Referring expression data

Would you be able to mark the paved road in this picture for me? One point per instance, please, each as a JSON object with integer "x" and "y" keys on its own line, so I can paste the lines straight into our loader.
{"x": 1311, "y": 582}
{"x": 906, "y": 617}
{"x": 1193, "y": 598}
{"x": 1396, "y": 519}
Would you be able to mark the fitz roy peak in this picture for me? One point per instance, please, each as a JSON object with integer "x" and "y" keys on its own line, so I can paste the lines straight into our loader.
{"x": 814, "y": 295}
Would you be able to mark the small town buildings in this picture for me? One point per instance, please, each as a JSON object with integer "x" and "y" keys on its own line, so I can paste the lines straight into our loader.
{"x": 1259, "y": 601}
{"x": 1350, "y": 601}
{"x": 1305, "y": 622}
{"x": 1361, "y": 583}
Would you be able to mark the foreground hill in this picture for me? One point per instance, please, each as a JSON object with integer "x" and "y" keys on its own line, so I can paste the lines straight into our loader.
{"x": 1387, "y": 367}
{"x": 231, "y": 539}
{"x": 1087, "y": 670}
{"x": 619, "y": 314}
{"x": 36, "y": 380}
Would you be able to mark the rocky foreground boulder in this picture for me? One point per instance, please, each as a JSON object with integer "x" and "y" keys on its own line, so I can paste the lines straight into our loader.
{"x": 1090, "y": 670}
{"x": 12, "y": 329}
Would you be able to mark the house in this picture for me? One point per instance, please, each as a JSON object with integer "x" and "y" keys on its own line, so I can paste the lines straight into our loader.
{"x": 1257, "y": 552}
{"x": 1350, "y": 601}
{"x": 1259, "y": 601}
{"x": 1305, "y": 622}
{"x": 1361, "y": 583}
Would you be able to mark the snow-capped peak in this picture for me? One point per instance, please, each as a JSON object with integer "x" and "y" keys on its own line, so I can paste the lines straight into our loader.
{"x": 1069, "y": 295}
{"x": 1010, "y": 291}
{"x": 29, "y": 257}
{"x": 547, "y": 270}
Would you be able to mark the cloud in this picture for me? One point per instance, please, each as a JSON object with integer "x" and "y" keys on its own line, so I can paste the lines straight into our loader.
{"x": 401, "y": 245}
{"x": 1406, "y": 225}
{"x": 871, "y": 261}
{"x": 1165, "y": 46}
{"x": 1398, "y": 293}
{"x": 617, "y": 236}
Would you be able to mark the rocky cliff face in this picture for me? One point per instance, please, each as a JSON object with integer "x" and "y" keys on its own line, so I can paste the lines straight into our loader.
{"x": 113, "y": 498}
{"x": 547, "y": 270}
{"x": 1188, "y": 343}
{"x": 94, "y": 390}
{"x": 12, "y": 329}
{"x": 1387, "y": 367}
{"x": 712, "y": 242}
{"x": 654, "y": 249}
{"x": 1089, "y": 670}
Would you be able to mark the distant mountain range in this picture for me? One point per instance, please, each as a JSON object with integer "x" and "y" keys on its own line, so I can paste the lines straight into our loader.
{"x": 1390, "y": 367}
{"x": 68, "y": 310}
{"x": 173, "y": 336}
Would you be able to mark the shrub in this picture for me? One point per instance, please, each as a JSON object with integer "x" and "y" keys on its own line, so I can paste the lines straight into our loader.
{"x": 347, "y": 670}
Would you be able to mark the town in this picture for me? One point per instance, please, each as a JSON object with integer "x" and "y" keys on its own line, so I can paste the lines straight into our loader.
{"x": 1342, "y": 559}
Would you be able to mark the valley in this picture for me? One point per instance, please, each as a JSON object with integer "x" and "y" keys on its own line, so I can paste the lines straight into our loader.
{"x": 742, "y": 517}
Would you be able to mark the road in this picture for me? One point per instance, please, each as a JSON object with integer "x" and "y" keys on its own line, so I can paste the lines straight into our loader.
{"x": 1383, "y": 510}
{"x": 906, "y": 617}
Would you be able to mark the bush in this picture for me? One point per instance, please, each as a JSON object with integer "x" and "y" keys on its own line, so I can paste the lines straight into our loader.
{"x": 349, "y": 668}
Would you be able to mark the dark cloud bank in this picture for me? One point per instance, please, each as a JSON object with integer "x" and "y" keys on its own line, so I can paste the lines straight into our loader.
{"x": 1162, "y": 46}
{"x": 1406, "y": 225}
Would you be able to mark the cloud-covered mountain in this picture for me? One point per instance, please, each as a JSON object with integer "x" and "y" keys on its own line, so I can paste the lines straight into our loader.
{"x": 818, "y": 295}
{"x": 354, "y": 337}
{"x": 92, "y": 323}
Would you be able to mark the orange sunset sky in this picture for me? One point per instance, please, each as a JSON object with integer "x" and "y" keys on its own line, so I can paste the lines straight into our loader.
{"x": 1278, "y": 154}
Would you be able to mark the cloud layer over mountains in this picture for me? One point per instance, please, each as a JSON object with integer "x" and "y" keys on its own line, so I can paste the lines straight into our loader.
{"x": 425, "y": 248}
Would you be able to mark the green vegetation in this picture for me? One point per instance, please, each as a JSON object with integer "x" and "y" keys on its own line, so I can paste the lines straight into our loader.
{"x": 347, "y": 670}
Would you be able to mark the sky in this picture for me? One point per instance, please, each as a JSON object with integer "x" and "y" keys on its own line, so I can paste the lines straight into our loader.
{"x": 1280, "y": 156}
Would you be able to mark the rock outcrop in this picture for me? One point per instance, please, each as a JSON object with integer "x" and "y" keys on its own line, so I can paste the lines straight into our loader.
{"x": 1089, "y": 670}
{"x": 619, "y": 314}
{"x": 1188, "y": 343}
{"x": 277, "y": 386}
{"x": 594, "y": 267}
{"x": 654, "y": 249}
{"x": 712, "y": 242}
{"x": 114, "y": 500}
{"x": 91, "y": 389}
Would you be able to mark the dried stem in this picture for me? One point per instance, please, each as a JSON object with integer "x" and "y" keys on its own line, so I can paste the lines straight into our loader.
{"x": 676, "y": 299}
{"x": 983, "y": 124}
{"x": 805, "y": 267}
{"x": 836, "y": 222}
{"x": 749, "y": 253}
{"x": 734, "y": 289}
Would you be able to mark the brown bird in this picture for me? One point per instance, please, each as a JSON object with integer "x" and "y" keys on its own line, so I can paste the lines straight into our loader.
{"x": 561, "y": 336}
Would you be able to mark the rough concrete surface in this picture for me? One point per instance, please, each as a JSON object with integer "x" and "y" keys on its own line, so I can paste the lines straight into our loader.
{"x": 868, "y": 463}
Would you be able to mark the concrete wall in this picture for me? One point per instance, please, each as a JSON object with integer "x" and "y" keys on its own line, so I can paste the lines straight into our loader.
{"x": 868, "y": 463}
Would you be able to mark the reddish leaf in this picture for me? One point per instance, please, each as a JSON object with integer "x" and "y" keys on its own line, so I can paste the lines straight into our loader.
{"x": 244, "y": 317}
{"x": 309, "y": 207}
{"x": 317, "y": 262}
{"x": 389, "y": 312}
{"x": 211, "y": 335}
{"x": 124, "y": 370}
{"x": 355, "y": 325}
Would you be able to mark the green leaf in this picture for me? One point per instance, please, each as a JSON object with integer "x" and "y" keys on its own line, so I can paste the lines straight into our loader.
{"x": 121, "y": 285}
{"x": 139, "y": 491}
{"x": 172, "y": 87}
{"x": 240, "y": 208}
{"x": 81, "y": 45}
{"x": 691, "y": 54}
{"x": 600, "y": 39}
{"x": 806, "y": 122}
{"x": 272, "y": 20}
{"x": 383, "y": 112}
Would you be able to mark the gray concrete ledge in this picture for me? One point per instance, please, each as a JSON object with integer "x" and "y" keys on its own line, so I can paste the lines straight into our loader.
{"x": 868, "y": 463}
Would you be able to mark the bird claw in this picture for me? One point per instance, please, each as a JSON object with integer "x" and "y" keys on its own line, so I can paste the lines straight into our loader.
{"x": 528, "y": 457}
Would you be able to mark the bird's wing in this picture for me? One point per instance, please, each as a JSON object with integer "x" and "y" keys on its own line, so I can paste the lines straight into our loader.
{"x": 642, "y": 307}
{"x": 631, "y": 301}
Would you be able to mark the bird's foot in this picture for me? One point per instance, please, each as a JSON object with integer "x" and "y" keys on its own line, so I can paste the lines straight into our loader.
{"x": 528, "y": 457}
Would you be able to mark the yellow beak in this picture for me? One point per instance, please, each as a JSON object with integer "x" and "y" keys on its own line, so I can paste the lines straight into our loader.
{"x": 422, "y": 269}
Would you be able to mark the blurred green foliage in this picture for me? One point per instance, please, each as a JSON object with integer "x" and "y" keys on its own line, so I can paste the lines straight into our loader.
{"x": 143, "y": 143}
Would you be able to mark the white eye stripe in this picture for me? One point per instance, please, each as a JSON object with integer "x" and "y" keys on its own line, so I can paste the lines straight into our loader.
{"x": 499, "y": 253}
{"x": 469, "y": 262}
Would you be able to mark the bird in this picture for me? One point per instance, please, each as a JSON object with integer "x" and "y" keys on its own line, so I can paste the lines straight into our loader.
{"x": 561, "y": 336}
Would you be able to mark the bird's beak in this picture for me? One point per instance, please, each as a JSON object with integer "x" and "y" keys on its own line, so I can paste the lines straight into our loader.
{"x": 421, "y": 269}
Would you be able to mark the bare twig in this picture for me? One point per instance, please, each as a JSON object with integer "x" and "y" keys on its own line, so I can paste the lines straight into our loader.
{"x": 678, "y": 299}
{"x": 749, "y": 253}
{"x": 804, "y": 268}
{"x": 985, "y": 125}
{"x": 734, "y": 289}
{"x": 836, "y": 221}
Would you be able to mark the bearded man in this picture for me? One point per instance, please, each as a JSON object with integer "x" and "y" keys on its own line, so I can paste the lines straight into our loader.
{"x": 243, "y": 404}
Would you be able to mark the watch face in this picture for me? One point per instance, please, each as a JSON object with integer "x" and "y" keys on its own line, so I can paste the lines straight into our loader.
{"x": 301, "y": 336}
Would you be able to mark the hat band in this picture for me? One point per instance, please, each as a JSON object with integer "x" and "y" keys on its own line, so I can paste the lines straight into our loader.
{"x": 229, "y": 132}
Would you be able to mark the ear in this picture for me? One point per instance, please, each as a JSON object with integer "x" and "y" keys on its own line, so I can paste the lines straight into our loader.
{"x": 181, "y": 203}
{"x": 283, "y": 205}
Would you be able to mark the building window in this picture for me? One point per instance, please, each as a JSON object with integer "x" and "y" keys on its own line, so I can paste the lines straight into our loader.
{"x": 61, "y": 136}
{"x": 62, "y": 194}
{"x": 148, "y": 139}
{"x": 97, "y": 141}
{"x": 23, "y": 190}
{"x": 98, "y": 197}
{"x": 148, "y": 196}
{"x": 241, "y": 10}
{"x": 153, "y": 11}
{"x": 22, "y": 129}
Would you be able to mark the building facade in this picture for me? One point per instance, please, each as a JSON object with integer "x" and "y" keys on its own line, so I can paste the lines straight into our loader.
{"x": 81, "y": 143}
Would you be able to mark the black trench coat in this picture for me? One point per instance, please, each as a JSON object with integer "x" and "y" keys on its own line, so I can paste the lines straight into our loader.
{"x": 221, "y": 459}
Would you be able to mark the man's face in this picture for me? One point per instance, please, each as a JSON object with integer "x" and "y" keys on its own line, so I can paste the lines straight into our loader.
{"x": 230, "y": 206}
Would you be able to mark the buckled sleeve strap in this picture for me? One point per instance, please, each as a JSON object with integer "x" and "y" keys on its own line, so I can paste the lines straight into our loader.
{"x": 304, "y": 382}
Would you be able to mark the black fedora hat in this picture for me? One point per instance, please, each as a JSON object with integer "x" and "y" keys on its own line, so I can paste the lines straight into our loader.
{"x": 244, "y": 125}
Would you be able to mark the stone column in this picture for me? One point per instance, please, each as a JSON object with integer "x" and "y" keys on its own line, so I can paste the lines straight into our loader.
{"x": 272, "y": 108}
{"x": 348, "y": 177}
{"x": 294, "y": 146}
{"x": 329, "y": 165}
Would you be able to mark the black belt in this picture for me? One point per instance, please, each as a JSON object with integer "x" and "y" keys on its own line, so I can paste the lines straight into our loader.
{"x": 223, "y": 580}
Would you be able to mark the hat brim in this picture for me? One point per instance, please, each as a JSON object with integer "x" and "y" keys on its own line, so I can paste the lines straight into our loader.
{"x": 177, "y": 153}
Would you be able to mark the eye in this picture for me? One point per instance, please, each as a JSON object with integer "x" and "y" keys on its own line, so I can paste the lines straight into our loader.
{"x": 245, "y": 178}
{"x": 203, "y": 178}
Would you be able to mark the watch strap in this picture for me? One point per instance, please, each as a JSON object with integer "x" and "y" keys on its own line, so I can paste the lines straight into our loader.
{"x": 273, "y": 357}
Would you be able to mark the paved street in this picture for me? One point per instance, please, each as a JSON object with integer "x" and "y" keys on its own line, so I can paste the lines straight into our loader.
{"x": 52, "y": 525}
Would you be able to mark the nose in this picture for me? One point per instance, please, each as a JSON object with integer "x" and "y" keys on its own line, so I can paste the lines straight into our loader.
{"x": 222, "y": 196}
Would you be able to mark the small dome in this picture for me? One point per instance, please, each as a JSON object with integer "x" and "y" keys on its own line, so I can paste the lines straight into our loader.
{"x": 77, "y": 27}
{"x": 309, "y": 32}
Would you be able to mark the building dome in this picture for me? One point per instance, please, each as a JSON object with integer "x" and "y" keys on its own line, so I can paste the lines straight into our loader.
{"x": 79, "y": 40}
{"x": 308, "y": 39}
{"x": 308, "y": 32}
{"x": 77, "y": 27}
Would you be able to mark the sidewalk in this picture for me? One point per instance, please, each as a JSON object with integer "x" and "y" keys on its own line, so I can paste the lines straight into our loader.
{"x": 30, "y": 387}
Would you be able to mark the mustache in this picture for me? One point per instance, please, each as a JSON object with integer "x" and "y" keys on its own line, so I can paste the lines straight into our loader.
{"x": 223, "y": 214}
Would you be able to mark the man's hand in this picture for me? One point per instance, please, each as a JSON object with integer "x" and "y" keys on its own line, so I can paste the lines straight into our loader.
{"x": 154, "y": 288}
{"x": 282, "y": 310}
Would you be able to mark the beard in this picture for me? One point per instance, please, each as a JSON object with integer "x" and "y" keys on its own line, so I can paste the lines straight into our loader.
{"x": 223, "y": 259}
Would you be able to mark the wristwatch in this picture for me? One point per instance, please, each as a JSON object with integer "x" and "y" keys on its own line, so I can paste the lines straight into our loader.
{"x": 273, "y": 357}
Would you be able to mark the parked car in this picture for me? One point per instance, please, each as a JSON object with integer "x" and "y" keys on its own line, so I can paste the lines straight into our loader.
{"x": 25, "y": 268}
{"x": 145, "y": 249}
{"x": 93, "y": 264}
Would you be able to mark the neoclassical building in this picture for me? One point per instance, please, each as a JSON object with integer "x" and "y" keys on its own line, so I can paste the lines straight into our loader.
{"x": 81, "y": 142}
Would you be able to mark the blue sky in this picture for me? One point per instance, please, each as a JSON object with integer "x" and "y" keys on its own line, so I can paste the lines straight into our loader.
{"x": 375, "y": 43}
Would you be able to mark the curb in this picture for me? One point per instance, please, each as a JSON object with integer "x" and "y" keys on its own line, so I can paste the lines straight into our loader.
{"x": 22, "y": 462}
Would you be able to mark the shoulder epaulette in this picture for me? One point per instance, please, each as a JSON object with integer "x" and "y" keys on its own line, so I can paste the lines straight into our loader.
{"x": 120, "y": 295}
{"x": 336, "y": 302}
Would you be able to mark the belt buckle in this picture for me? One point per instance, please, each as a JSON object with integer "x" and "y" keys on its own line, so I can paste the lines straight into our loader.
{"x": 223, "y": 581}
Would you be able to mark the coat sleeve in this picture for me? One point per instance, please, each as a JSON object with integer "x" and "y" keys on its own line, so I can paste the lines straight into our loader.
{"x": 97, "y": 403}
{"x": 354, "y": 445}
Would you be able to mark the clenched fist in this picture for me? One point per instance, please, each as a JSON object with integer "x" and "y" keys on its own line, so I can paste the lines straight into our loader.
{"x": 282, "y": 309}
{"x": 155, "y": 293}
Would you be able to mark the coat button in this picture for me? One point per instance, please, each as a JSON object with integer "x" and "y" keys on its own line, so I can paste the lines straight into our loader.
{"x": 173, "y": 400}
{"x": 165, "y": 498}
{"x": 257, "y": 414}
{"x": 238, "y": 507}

- YOUR OBJECTIVE: Exactly the lines from the one containing "Would you be able to mark the coat button" through the final line above, and only those, should be given again.

- SOLUTION TO THIS TASK:
Would you be able to mark the coat button in this picture for me? One point per instance, please, each as a JSON object with integer "x" and "y" keys on its own line, so I can paste the lines straight into our loader.
{"x": 173, "y": 400}
{"x": 165, "y": 498}
{"x": 257, "y": 414}
{"x": 238, "y": 507}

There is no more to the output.